__Aim of the exercise__: Continue the article on youth protest in Bologna, shown first below, starting immediately after its final sentence.
Text excerpt Start Marker
The under-reported Italian revolution

In Bologna, the student city in the ideological heartland of the Italian left, the youth are rising

The young man grips the megaphone, lamplight illuminating his features as he speaks animatedly in Spanish about the need to "find jobs and overthrow the government". The ring of faces clap and cheer as he rounds off, beer bottles held aloft as someone in the crowd shouts out, "Bravo!" Because this isn't Madrid, or Barcelona, or even Spain. This is the city of Bologna, in Italy, finally making its voice heard.

The significance of Silvio Berlusconi's unprecedented election defeat on 31 May in both his home town of Milan and the usually safe seat of Naples cannot be overstated, as it points to the real possibility of political reform in the country.

But this result, rather than being a harbinger of change, merely marks the most recent (albeit most concrete) manifestation of the turning tide of public opinion in Italy. This is a tide that the population of Bologna – the student city in the ideological heartland of the Italian left – has been riding for years.

According to the national statistics office, in 2010 one in five young Italians was classified as Neet (not in education, employment or training), the highest proportion of "idle" youths in the European Union.

So is it any wonder that the push for change in the country is being driven by this generation of "lost" youths?
Text excerpt End Marker
Record set Start Marker
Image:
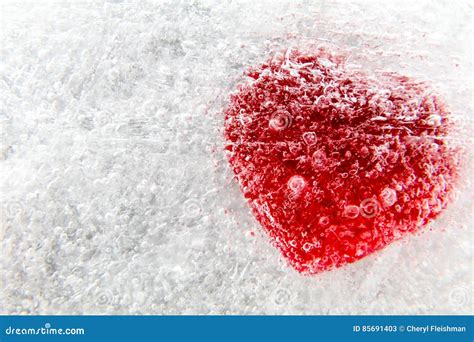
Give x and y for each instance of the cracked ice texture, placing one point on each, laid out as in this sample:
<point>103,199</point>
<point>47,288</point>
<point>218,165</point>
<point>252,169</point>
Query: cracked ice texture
<point>116,195</point>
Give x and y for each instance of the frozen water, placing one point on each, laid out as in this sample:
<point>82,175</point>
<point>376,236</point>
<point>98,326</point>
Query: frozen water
<point>116,195</point>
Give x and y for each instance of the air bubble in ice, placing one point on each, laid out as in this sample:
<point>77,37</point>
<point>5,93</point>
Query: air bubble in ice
<point>192,208</point>
<point>351,211</point>
<point>319,158</point>
<point>309,138</point>
<point>280,120</point>
<point>324,220</point>
<point>296,184</point>
<point>369,208</point>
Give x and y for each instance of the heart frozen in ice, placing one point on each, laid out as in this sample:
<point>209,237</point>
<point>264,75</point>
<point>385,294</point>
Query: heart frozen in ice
<point>335,164</point>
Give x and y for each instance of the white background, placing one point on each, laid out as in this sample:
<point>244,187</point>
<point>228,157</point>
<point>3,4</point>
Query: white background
<point>116,195</point>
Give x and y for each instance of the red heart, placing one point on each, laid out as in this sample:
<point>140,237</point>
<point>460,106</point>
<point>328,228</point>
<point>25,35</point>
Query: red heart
<point>334,164</point>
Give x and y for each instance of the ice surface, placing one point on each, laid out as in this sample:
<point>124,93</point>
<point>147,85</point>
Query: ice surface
<point>116,195</point>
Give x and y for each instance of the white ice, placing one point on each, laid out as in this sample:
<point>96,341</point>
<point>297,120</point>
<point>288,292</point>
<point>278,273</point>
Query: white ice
<point>116,195</point>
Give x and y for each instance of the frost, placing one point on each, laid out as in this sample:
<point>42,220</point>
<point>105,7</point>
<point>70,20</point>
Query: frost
<point>117,197</point>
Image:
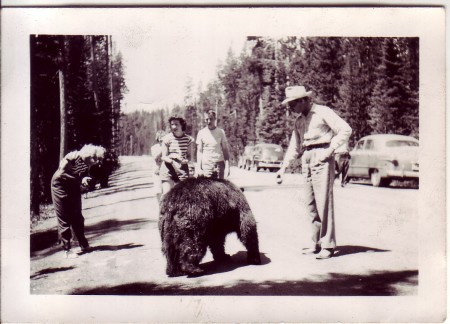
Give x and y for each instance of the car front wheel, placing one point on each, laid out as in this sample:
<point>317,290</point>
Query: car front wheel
<point>376,179</point>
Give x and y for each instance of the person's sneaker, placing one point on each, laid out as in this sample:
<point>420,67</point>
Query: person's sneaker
<point>325,254</point>
<point>84,250</point>
<point>68,254</point>
<point>312,250</point>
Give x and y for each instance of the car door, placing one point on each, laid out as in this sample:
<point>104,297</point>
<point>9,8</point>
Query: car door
<point>356,167</point>
<point>368,158</point>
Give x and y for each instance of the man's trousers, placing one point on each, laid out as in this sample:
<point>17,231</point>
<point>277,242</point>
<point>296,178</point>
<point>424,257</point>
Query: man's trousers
<point>318,197</point>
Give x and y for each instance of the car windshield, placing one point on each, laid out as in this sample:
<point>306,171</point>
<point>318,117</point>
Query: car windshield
<point>272,149</point>
<point>398,143</point>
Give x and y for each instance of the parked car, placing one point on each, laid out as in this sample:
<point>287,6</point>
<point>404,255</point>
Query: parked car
<point>385,157</point>
<point>265,156</point>
<point>246,156</point>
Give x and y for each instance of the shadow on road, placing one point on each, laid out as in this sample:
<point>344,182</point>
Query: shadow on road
<point>47,271</point>
<point>113,247</point>
<point>45,243</point>
<point>333,284</point>
<point>237,260</point>
<point>353,249</point>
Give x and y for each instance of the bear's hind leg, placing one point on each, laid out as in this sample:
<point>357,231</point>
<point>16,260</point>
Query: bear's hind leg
<point>191,254</point>
<point>249,237</point>
<point>217,247</point>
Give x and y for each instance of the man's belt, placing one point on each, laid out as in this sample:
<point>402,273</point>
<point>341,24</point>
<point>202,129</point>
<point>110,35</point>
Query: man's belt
<point>314,146</point>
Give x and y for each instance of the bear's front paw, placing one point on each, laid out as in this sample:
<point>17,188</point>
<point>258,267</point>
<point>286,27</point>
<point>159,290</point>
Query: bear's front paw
<point>253,259</point>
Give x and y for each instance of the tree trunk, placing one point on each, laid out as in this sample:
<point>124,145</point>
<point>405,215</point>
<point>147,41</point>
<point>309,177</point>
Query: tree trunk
<point>62,109</point>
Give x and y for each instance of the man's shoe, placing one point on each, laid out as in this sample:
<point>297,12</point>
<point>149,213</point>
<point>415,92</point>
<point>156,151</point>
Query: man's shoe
<point>313,250</point>
<point>84,250</point>
<point>68,254</point>
<point>325,254</point>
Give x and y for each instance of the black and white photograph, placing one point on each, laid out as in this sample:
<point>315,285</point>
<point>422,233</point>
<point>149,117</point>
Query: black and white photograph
<point>223,164</point>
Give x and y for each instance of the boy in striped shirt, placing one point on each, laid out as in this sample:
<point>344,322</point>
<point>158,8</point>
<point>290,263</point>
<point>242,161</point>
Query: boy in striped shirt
<point>176,153</point>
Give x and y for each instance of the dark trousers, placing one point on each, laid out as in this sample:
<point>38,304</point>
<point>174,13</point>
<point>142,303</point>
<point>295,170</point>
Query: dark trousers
<point>343,162</point>
<point>67,202</point>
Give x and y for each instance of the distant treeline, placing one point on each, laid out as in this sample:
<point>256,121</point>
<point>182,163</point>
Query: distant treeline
<point>373,83</point>
<point>77,85</point>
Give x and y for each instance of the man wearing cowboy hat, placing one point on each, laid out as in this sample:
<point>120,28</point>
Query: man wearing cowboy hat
<point>318,131</point>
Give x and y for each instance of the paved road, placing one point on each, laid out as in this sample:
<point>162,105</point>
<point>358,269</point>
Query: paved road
<point>376,231</point>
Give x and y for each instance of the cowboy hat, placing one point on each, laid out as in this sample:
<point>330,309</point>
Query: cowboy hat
<point>294,93</point>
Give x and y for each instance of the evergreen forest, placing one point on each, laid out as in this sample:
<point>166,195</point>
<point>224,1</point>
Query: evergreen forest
<point>78,84</point>
<point>373,83</point>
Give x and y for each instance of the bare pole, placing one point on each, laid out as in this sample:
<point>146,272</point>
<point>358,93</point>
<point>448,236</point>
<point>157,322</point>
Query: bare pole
<point>62,109</point>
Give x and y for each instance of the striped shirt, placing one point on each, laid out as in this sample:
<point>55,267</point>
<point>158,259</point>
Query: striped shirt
<point>177,147</point>
<point>75,165</point>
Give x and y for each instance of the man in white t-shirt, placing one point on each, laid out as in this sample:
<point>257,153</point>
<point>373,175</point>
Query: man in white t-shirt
<point>212,149</point>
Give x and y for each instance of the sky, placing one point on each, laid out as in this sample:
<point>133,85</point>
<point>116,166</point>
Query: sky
<point>158,65</point>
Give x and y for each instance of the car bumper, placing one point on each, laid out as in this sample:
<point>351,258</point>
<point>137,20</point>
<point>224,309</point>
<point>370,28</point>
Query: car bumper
<point>264,164</point>
<point>402,174</point>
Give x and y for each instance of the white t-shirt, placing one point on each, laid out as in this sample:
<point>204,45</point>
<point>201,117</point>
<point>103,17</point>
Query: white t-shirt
<point>211,142</point>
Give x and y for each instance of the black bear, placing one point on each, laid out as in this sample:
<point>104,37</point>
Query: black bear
<point>198,213</point>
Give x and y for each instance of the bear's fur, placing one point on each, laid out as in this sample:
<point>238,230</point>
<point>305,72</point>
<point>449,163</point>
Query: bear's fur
<point>198,213</point>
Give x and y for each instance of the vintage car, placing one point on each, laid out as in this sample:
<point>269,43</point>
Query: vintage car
<point>265,156</point>
<point>385,157</point>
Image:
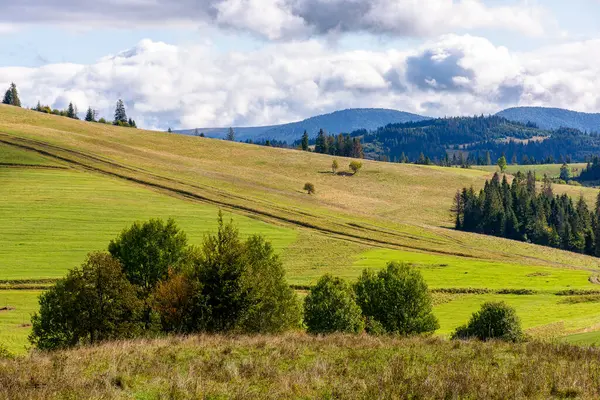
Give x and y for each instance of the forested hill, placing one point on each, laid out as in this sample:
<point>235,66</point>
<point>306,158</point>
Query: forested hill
<point>553,118</point>
<point>336,122</point>
<point>476,136</point>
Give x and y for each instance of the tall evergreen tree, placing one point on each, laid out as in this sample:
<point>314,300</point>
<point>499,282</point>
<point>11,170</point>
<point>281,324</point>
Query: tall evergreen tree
<point>120,113</point>
<point>305,141</point>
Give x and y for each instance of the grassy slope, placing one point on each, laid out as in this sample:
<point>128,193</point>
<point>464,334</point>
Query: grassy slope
<point>299,366</point>
<point>386,212</point>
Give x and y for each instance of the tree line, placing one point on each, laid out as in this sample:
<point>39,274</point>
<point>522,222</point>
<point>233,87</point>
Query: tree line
<point>152,282</point>
<point>11,97</point>
<point>519,211</point>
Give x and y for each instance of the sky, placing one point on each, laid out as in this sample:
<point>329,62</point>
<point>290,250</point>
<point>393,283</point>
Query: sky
<point>217,63</point>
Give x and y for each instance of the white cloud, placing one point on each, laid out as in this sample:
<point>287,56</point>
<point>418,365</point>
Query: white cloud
<point>197,86</point>
<point>286,19</point>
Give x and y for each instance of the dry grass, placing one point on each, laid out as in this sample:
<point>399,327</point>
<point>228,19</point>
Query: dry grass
<point>301,366</point>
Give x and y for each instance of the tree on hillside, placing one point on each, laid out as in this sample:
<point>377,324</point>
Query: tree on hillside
<point>147,251</point>
<point>502,164</point>
<point>11,97</point>
<point>309,187</point>
<point>92,304</point>
<point>355,166</point>
<point>72,111</point>
<point>331,307</point>
<point>565,173</point>
<point>334,166</point>
<point>230,135</point>
<point>305,141</point>
<point>398,299</point>
<point>120,113</point>
<point>90,115</point>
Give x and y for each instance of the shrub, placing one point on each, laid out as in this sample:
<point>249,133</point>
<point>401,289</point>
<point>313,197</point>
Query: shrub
<point>330,307</point>
<point>492,321</point>
<point>355,166</point>
<point>309,187</point>
<point>147,251</point>
<point>334,166</point>
<point>92,304</point>
<point>397,297</point>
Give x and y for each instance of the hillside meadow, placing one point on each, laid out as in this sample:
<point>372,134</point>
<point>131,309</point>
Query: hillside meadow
<point>69,187</point>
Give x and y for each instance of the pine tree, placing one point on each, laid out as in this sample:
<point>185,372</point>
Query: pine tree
<point>305,141</point>
<point>231,135</point>
<point>321,143</point>
<point>72,111</point>
<point>120,113</point>
<point>90,116</point>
Record set End Marker
__Answer section__:
Corruption and philandering aside, it is becoming increasingly clear to the average young Italian that their prime minister has failed them. Miserably. And they have had enough.

Hope is in the air

While Spain's "indignados" have made international headlines, there's a quieter series of revolutions taking place in Italy.

One such "revolution" is currently running its headquarters from a pile of sleeping bags and cushions in the city's main square, watched over by the erotic statue of Neptune, his strategically placed hand and entourage of scantily clad nymphs a favourite with tourists. But the tourists visiting now have something rather different to take holiday snaps of.

On 20 May, and inspired by events in Spain and the Middle East, several hundred protesters took to the streets of Bologna in a peaceful (and mostly unreported) occupation of Piazza del Nettuno, Neptune's Piazza, in the city centre.

Squatting on the stone cobbles with the others, squeezed between the cold, naked statues and this beating mass of humanity, I too couldn't help but be overcome by a feeling of hope. The atmosphere was jubilant; the crowd infected by their own sense of power and the sensation that they are taking control of their lives.

That was twelve days ago. They are still there, and as I write this post I speak on the phone to Antonio, one of the protest's organisers, who describes the scene to me.

"There are 30 or 40 of us here permanently, sleeping in the street," he says, "but during the day, and especially in the evenings, as many as two or three hundred people come and join us.

"People are tired of being on the periphery of their own lives," he goes on. "Citizens want to feel that they are protagonists on the political stage."

The system cannot hold

Scenes like this are becoming increasingly frequent in Bologna, where friends on the radical scene speak animatedly to me about recent demonstrations – numbering thousands of individuals – that shut down traffic around the city after protesters spilled out on to the motorway.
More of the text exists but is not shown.